▸ Pointing records:
▶
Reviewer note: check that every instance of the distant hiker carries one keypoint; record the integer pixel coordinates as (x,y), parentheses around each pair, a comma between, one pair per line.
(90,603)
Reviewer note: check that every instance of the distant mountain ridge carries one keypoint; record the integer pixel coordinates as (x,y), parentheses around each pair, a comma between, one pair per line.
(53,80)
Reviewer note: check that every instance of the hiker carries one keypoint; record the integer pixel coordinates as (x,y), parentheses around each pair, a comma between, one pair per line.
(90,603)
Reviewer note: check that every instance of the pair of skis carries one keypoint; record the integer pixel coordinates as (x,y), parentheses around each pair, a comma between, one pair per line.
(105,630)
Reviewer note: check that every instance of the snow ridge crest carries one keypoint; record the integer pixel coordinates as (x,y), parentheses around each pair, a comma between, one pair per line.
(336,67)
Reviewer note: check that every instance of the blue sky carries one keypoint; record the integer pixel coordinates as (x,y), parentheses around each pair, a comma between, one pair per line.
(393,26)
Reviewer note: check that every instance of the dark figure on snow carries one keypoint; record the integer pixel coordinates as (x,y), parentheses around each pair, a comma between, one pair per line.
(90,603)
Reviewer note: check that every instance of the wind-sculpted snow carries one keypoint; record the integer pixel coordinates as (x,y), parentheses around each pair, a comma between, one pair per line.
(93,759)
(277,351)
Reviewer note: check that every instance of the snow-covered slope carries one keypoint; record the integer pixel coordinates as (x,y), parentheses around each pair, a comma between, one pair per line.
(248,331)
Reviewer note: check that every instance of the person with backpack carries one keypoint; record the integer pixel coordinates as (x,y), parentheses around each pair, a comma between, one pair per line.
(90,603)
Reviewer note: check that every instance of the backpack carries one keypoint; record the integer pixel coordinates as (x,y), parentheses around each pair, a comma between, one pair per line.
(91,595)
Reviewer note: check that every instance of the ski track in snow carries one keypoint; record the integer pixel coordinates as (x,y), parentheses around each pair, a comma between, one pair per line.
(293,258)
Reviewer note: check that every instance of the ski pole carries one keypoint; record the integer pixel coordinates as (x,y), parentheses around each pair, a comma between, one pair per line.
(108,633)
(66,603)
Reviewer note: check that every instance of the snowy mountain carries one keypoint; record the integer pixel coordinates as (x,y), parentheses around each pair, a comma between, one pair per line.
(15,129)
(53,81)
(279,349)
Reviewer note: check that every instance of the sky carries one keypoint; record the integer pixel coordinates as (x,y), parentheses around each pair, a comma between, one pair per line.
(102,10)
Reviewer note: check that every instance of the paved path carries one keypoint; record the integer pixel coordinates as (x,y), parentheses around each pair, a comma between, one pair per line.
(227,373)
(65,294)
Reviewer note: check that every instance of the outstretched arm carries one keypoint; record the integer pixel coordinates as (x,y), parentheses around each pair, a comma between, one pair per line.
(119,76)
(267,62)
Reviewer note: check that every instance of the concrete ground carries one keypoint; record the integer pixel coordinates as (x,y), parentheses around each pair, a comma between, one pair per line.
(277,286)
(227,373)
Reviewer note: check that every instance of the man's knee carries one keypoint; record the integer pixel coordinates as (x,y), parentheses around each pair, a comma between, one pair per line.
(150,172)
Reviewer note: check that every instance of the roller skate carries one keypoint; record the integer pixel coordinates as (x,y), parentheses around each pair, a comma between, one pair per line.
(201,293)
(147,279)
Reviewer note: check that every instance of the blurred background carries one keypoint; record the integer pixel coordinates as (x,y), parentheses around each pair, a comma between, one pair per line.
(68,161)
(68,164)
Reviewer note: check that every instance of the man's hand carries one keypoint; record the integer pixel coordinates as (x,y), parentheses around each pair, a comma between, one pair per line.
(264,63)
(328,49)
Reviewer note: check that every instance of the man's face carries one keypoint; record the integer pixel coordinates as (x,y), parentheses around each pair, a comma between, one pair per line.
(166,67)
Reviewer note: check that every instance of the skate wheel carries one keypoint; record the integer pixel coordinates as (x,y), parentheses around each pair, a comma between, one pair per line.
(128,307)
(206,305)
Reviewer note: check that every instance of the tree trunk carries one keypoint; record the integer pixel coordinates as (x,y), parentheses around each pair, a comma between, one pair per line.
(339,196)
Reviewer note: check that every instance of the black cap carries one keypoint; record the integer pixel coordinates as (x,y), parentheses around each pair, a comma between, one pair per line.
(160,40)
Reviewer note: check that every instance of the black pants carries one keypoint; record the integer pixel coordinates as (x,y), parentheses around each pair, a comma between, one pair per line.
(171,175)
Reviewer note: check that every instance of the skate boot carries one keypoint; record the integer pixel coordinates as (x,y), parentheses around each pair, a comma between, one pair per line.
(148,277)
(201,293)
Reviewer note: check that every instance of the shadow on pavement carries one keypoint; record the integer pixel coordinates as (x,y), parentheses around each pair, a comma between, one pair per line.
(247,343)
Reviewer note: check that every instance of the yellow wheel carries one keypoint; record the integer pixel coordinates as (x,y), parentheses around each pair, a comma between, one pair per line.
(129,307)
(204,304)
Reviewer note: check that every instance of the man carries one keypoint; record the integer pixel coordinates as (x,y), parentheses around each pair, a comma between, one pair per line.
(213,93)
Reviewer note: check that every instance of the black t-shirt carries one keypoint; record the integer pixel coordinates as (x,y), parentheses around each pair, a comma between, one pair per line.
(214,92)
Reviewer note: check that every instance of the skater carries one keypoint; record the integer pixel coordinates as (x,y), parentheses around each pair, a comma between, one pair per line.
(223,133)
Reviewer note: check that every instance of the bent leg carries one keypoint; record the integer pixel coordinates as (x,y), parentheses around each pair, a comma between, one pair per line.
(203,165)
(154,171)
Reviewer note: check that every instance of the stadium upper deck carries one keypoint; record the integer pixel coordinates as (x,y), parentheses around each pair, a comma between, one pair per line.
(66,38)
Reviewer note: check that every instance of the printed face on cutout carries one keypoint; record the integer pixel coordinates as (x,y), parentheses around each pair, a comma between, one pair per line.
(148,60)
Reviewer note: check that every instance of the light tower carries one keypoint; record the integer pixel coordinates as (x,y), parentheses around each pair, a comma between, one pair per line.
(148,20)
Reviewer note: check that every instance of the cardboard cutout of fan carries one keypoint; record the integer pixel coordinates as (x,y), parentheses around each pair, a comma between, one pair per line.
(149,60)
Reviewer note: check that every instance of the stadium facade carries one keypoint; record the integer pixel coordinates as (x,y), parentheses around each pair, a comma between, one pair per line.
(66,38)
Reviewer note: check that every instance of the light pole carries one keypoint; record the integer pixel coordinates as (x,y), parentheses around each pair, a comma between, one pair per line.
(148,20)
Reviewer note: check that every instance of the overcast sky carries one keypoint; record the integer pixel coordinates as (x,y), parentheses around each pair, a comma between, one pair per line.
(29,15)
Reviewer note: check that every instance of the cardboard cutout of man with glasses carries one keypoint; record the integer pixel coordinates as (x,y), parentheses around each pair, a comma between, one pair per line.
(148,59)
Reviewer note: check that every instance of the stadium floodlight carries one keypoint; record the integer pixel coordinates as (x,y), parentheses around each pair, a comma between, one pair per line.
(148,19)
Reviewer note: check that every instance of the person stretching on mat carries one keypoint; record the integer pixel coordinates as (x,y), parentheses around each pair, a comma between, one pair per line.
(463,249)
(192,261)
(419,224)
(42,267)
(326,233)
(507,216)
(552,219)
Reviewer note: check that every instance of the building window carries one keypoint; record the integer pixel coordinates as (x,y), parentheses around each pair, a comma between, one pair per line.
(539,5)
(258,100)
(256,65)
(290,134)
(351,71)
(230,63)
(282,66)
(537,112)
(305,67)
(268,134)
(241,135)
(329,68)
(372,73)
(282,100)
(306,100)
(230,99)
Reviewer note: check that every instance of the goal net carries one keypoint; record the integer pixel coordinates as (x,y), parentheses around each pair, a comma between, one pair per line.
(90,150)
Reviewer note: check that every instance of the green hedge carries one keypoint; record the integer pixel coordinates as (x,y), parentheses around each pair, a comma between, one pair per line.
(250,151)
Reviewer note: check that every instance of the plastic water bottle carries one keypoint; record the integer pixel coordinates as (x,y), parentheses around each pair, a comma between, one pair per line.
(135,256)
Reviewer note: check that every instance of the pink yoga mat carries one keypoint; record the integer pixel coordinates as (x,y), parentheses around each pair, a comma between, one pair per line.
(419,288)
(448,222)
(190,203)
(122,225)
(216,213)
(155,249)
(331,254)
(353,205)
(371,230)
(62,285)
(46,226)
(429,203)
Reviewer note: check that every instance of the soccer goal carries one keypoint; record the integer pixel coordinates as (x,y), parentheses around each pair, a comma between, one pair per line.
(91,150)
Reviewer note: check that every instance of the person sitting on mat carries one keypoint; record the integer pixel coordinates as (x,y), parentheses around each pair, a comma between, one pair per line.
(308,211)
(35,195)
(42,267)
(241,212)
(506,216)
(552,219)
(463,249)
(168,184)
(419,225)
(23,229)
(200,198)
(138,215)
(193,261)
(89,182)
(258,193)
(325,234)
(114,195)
◀
▶
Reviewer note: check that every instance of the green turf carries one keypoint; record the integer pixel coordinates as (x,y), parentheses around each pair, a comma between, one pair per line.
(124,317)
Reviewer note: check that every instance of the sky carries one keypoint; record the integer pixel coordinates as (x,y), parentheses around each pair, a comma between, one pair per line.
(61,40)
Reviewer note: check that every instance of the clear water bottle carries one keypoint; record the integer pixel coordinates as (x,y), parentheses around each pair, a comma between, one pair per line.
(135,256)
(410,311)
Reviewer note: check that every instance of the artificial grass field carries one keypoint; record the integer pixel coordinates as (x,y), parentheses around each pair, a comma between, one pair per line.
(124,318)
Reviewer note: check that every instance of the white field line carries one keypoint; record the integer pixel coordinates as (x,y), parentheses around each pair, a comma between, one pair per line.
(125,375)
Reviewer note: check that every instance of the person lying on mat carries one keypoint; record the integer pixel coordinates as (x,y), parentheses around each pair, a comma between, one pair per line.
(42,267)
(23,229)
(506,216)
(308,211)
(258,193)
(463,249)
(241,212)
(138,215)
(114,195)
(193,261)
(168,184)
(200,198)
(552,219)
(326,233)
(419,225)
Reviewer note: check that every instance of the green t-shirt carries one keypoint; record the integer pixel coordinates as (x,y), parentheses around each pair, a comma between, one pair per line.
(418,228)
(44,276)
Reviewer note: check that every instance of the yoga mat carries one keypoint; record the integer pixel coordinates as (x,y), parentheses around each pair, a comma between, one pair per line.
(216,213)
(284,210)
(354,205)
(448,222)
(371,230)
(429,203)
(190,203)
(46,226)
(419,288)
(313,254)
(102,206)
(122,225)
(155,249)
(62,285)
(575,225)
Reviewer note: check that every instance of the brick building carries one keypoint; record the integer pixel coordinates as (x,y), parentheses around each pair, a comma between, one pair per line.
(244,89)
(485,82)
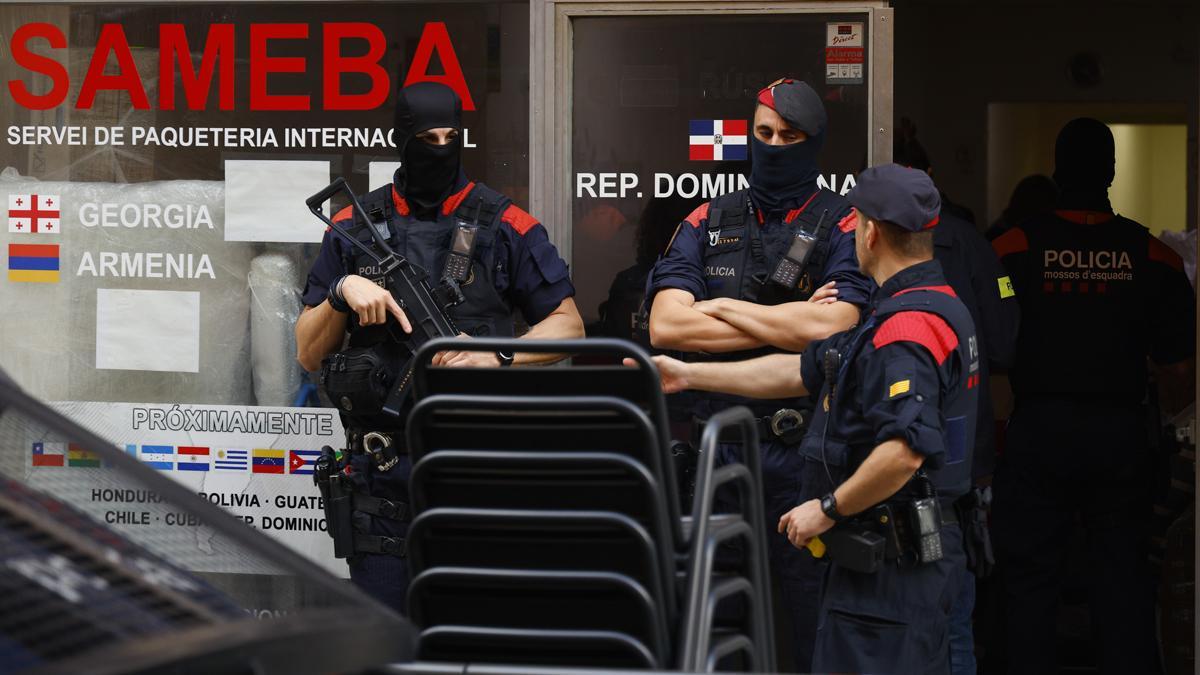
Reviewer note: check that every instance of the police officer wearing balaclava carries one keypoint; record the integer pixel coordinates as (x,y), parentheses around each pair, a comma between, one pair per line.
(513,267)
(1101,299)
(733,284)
◀
▸ STATED PROBLEM:
Please pull out every line of the data above that contains the string "sculpted".

▸ SOLUTION FOR THIS TASK:
Reviewer note: check that every instance of the wind-sculpted snow carries one keypoint; record the integer pixel coordinates as (x,y), parentheses around each pair, a comma between, one pair per line.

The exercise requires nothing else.